Short problem:
Starting from the line containing "# point at: locomotive", write out the rest of the entries exactly, through the final line, including nothing else.

Source data:
####
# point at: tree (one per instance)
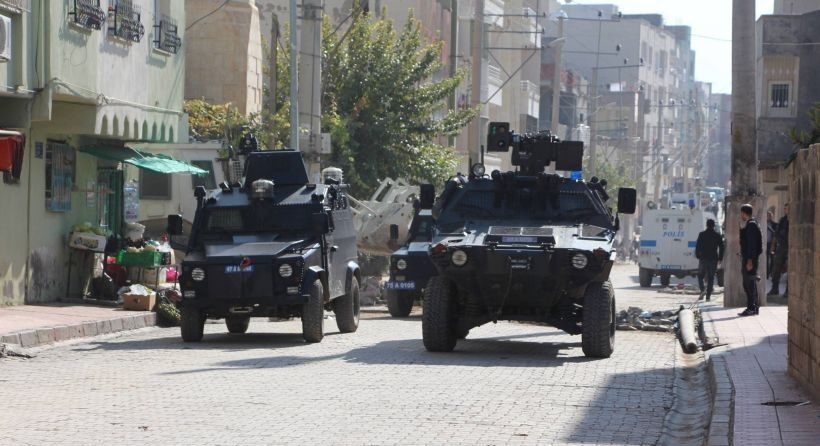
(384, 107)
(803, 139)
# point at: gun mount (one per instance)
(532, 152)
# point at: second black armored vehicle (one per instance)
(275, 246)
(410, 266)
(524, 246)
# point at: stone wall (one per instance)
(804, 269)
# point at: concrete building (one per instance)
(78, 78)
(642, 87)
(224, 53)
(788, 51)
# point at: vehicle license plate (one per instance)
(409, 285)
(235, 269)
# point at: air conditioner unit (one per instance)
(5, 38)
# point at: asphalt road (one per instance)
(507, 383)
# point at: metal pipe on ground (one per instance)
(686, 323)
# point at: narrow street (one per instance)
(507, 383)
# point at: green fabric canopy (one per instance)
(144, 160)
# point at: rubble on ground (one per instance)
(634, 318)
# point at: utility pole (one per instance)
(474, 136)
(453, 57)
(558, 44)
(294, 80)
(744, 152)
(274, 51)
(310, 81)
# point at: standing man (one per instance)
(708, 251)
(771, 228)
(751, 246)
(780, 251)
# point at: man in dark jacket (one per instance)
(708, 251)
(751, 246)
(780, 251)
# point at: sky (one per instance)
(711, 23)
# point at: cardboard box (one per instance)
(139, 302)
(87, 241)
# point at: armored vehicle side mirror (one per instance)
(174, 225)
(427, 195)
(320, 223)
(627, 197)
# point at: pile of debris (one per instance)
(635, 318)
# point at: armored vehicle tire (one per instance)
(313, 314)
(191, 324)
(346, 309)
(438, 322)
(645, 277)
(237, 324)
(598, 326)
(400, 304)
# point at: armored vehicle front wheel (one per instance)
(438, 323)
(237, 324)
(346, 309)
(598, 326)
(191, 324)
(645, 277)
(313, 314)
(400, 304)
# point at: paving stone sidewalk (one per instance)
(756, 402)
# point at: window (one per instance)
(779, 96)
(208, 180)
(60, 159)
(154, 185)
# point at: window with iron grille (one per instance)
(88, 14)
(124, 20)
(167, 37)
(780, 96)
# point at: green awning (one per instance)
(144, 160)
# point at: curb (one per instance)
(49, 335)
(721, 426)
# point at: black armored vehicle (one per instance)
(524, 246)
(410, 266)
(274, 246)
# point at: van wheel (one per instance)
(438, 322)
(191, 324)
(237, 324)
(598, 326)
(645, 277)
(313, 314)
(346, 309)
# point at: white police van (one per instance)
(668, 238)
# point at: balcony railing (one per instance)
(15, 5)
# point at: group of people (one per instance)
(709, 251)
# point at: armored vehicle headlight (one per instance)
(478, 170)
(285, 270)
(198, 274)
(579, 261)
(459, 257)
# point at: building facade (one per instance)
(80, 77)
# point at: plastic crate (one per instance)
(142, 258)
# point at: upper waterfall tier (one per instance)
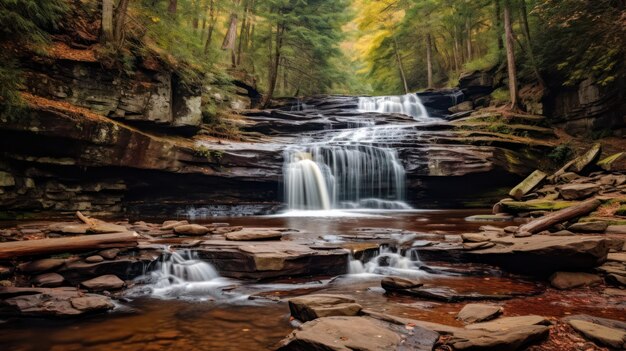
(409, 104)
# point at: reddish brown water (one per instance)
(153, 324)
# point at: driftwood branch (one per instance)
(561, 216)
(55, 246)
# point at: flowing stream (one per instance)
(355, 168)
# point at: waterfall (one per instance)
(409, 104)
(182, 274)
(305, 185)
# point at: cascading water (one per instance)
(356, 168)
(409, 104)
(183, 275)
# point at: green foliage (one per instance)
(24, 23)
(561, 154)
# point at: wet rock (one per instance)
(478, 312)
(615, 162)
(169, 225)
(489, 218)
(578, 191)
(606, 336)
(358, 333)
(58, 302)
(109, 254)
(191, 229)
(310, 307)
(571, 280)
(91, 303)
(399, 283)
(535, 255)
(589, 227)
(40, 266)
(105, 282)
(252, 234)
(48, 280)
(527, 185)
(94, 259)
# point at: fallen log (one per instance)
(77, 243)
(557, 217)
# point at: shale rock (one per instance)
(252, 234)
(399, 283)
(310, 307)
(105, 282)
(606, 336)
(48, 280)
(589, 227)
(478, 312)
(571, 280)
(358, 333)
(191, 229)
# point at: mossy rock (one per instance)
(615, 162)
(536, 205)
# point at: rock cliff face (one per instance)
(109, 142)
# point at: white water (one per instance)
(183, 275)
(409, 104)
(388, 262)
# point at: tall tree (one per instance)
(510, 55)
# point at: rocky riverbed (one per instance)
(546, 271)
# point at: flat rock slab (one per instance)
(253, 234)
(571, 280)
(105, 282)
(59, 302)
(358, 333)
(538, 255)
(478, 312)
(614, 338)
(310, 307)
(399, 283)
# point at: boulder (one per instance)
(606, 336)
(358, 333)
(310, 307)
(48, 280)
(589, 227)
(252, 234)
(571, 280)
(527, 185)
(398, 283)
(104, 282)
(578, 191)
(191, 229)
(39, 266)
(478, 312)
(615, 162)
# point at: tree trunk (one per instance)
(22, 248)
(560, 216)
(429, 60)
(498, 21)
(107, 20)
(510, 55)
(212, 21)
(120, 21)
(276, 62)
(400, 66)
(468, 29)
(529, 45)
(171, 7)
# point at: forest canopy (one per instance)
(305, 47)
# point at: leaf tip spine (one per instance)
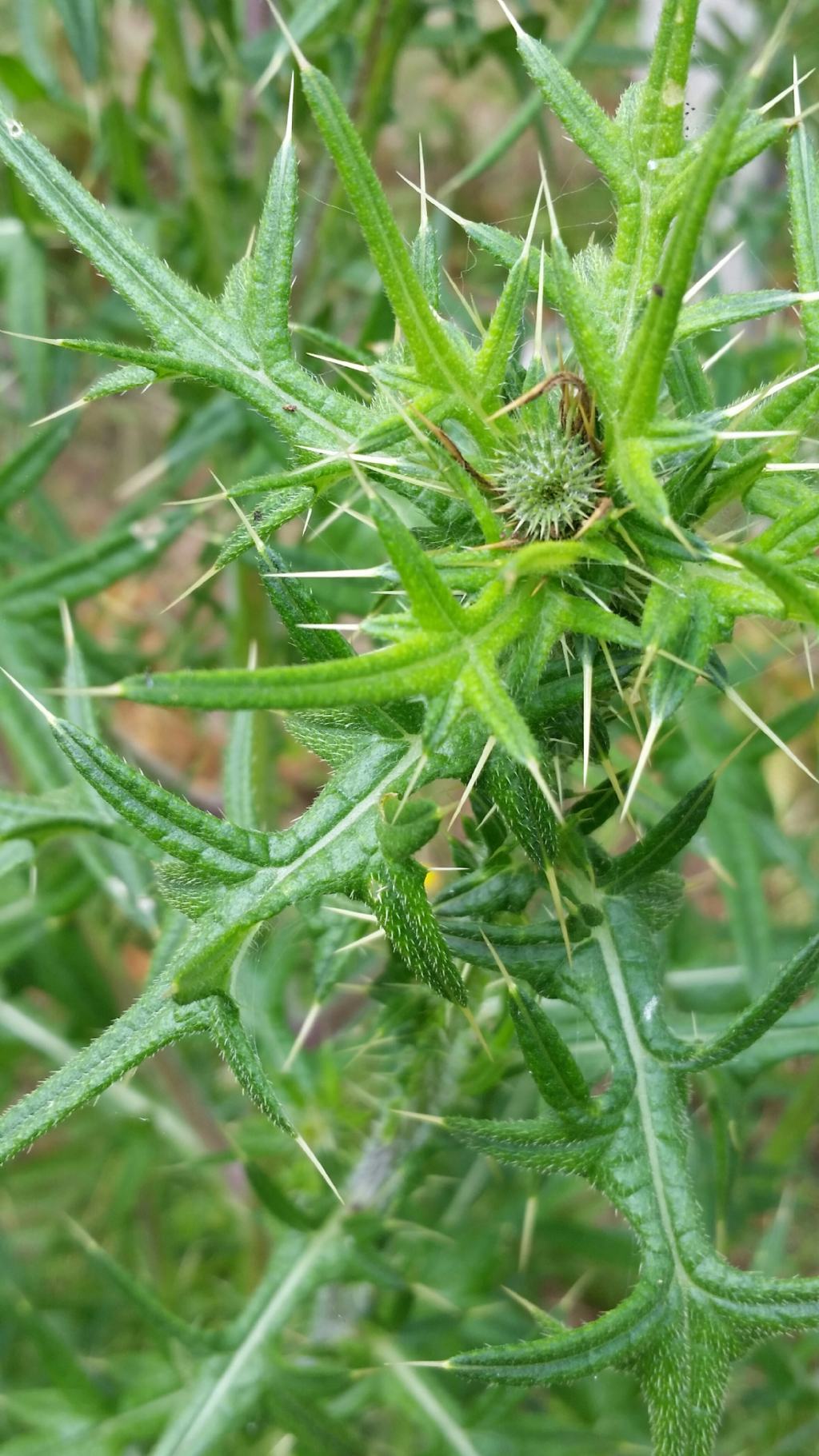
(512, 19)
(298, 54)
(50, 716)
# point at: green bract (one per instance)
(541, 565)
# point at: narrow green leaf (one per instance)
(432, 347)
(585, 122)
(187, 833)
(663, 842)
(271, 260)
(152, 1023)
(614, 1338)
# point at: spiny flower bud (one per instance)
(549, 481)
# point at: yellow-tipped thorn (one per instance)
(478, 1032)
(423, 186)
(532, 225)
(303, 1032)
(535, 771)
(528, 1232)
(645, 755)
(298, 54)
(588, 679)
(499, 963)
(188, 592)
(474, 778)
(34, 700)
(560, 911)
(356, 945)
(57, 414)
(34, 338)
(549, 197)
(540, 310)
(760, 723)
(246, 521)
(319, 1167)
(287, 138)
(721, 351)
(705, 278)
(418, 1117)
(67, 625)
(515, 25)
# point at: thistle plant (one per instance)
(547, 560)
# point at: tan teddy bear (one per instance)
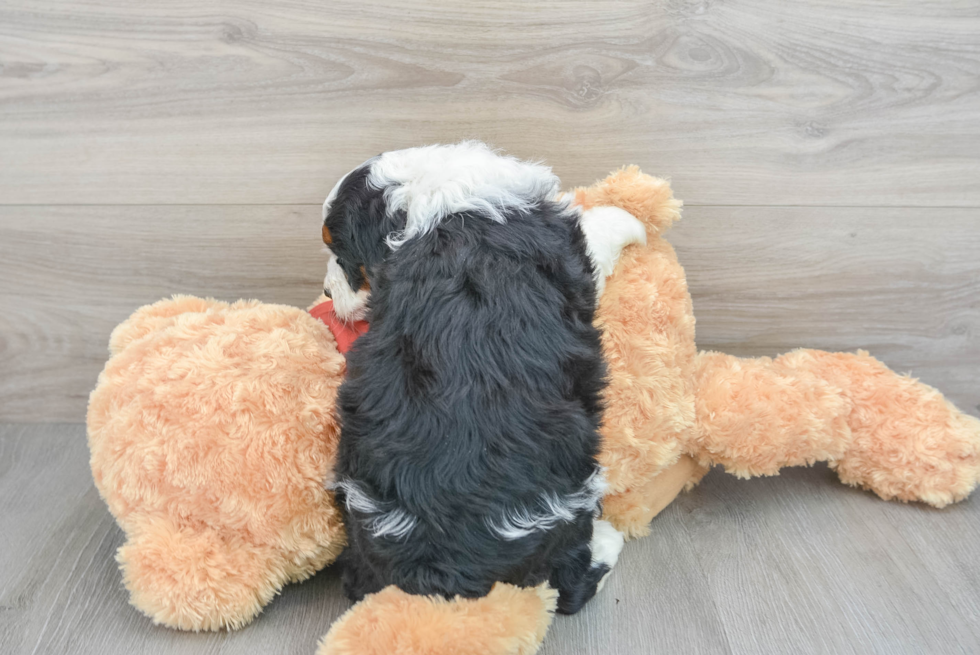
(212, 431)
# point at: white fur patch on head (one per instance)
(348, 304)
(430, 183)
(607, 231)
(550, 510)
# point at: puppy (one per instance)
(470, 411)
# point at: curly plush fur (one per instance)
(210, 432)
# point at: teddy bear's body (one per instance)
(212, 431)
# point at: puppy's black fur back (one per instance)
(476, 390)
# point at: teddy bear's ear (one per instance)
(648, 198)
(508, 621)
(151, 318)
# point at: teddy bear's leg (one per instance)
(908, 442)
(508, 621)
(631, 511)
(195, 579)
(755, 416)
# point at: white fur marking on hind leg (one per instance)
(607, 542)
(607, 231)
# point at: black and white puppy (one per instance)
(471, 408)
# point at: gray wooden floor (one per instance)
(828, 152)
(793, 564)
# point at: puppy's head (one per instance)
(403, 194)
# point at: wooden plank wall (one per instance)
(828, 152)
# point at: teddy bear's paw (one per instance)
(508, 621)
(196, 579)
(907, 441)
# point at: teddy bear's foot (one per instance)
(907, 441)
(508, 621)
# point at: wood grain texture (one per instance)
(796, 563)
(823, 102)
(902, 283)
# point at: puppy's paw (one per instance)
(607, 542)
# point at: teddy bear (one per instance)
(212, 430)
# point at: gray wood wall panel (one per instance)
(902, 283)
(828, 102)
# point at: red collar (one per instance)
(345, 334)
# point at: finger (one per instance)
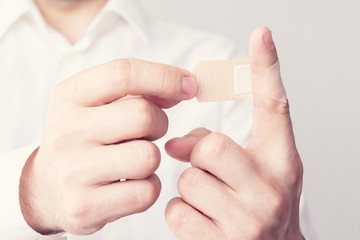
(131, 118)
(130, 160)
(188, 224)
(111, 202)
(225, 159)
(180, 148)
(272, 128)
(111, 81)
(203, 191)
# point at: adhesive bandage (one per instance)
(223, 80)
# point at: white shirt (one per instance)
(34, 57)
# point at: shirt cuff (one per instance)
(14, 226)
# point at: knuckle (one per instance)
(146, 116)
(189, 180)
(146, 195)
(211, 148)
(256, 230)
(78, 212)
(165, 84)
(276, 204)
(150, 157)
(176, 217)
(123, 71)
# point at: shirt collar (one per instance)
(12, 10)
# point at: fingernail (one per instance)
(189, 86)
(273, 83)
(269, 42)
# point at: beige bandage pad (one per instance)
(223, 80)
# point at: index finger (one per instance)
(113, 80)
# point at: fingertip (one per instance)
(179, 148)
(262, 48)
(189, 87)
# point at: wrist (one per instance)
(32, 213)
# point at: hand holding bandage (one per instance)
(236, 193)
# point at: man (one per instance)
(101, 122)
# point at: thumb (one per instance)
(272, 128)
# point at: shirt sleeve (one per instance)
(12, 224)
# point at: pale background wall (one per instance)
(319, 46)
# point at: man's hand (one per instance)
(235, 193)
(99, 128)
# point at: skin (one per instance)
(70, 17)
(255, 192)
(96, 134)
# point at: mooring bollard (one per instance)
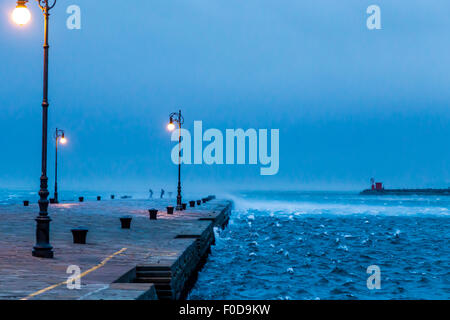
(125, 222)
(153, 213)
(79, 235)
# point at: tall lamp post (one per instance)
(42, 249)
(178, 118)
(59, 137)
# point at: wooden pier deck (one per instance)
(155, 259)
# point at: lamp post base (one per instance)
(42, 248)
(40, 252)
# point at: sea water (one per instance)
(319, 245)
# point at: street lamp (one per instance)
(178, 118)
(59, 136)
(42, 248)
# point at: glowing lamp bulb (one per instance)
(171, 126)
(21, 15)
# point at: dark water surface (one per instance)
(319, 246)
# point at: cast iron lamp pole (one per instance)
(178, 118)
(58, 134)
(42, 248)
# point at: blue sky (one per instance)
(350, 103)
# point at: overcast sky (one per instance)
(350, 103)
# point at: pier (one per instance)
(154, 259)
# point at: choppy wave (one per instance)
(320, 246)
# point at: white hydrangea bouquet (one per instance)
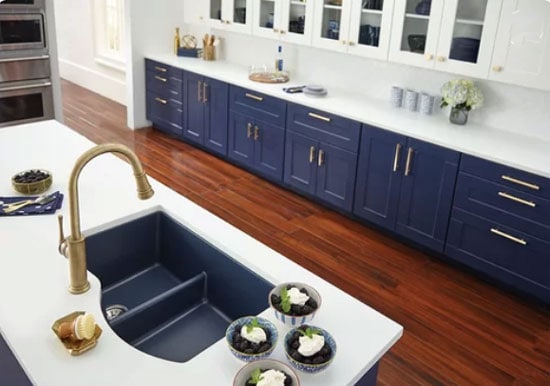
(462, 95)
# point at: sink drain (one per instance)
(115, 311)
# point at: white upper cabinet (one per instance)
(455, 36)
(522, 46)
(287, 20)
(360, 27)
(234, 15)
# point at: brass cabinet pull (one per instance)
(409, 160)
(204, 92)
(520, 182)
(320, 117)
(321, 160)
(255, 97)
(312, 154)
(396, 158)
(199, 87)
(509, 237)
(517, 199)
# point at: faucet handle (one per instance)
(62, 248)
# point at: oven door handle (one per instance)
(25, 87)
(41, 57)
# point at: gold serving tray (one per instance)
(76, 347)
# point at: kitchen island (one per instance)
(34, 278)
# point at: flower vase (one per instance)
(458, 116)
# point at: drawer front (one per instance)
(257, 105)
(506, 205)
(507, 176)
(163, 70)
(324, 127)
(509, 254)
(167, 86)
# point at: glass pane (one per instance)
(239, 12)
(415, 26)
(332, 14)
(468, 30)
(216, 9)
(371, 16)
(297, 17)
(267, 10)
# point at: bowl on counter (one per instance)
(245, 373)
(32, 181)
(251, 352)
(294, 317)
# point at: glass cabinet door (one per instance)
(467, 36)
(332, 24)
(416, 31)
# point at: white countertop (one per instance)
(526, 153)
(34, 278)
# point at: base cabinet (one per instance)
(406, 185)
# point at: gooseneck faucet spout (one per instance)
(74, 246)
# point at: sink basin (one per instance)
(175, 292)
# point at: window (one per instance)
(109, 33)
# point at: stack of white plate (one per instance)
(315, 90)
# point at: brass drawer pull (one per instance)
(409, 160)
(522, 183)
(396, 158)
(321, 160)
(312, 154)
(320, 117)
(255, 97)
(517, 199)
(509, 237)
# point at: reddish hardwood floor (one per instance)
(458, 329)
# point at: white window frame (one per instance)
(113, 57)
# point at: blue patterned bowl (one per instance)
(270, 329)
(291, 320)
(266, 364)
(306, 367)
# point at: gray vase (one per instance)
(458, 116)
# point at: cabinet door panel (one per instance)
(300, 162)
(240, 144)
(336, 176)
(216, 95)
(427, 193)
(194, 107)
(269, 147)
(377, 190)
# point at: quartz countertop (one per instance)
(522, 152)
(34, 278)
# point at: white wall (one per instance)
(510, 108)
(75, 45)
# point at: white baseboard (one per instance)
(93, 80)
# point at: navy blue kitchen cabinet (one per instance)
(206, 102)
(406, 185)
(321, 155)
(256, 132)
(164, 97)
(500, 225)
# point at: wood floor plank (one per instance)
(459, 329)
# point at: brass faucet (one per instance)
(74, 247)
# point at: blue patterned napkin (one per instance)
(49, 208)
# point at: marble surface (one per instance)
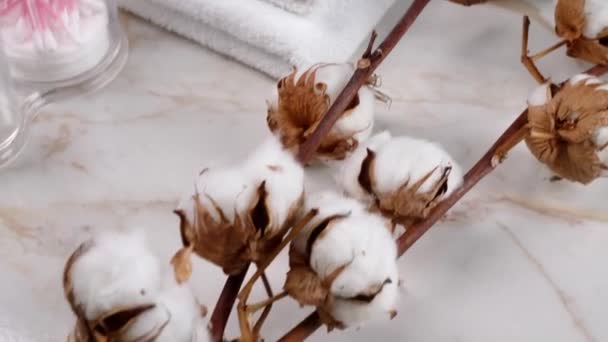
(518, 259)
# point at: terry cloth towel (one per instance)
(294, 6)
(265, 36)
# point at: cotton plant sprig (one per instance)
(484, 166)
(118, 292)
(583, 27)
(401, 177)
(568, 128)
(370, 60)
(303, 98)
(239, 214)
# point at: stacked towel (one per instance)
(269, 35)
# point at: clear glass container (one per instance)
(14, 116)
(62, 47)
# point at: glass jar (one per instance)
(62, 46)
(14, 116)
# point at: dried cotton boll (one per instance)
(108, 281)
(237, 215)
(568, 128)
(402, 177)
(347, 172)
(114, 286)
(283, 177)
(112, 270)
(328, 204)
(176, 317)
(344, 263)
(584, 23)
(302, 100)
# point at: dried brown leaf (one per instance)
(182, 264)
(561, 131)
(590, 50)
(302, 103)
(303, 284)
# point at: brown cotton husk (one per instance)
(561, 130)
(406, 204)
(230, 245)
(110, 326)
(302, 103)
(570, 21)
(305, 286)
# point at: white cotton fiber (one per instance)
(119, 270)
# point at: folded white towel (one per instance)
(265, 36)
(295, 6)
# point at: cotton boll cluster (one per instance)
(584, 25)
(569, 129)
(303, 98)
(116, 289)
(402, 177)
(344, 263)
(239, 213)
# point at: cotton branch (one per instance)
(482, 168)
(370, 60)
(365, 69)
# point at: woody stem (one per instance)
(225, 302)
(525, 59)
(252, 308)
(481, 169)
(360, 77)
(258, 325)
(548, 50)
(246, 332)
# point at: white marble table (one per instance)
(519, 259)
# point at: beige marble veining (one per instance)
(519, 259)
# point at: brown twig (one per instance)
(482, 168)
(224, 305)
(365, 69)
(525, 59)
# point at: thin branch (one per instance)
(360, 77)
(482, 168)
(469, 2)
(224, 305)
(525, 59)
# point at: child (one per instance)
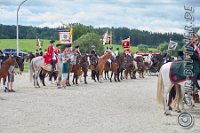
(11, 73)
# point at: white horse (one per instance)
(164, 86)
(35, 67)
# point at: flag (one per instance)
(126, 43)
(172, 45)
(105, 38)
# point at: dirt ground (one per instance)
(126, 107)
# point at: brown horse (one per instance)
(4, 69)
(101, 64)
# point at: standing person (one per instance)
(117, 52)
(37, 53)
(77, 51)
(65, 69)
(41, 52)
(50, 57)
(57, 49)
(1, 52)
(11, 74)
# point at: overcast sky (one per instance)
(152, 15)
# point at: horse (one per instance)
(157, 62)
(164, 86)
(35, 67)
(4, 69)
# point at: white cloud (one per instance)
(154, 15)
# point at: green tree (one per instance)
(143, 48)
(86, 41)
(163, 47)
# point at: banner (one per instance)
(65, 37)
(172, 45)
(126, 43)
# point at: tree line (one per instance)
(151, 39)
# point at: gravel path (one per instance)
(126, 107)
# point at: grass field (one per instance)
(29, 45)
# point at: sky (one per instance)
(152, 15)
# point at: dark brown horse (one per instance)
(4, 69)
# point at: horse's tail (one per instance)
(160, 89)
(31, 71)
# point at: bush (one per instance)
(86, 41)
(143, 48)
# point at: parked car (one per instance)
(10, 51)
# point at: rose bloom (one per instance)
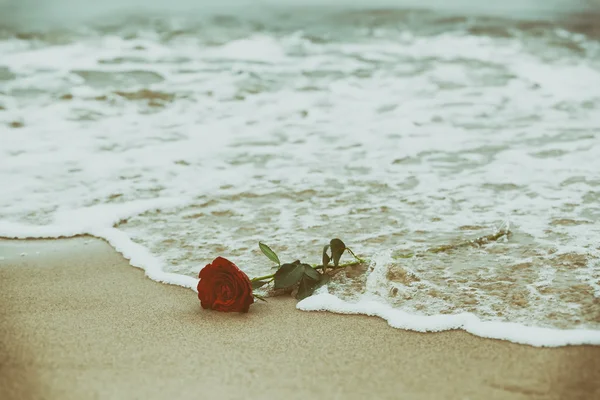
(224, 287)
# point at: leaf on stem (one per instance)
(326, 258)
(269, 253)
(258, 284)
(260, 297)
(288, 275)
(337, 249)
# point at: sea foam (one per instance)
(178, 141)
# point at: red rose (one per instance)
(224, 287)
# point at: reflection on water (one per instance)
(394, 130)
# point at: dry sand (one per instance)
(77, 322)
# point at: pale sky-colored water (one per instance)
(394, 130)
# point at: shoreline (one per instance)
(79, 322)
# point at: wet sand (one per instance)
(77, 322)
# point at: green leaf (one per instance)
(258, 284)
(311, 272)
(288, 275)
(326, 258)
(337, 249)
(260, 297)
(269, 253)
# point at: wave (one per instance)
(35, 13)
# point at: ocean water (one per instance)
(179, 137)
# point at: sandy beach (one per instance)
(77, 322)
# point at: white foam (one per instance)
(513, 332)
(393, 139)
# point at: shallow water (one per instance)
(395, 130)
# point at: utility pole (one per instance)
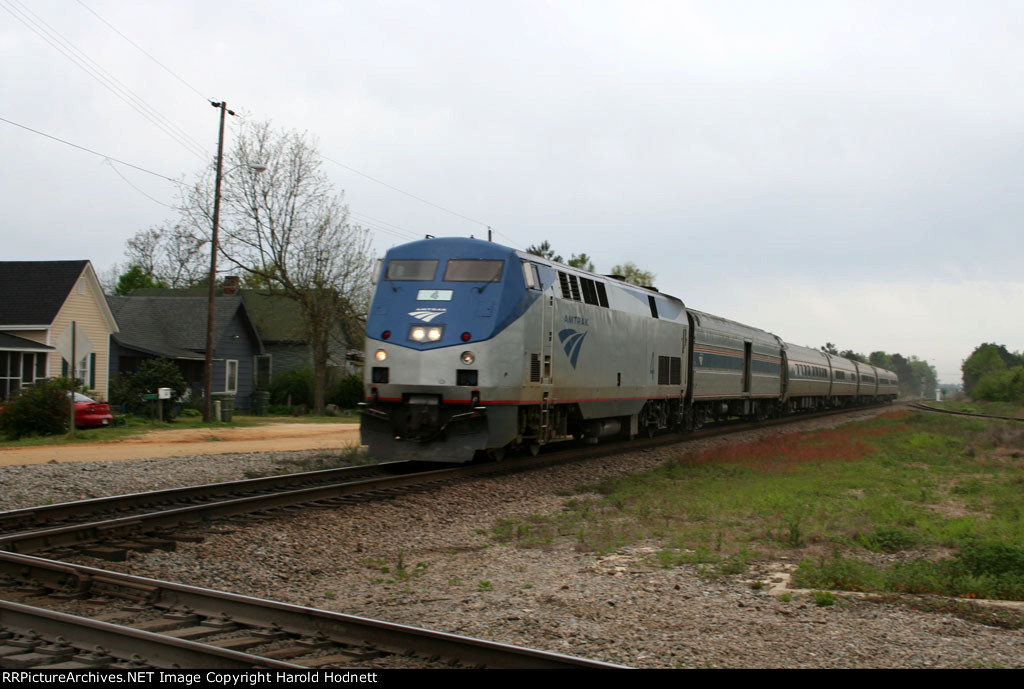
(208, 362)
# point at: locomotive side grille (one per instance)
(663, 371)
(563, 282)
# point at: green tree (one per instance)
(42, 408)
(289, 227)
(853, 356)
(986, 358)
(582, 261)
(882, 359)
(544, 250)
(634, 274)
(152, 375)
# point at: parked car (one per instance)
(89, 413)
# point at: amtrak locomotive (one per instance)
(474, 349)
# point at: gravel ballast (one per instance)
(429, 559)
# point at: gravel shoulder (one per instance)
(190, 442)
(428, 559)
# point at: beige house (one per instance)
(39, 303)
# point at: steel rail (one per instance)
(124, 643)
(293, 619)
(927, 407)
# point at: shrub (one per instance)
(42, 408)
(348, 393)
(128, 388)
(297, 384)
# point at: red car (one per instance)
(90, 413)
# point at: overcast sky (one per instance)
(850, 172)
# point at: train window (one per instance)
####
Completed exercise:
# point at: locomotive side grille (one per instance)
(663, 371)
(563, 282)
# point at: green tree (one per instance)
(42, 408)
(289, 227)
(853, 356)
(986, 358)
(582, 261)
(882, 359)
(544, 250)
(634, 274)
(152, 375)
# point at: parked car (one per instance)
(89, 413)
# point at: amtrak locomotive (one per instance)
(474, 349)
# point at: gravel ballast (one per instance)
(429, 559)
# point at: gravel shoulder (one per instance)
(190, 442)
(428, 559)
# point at: beige house (one per instance)
(39, 303)
# point at: steel rail (one per instance)
(124, 643)
(293, 619)
(927, 407)
# point at: shrub (one per instance)
(42, 408)
(348, 393)
(128, 388)
(297, 384)
# point at: red car (one per instance)
(90, 413)
# point at: overcast sky (one per instance)
(850, 172)
# point at: train window (one per instance)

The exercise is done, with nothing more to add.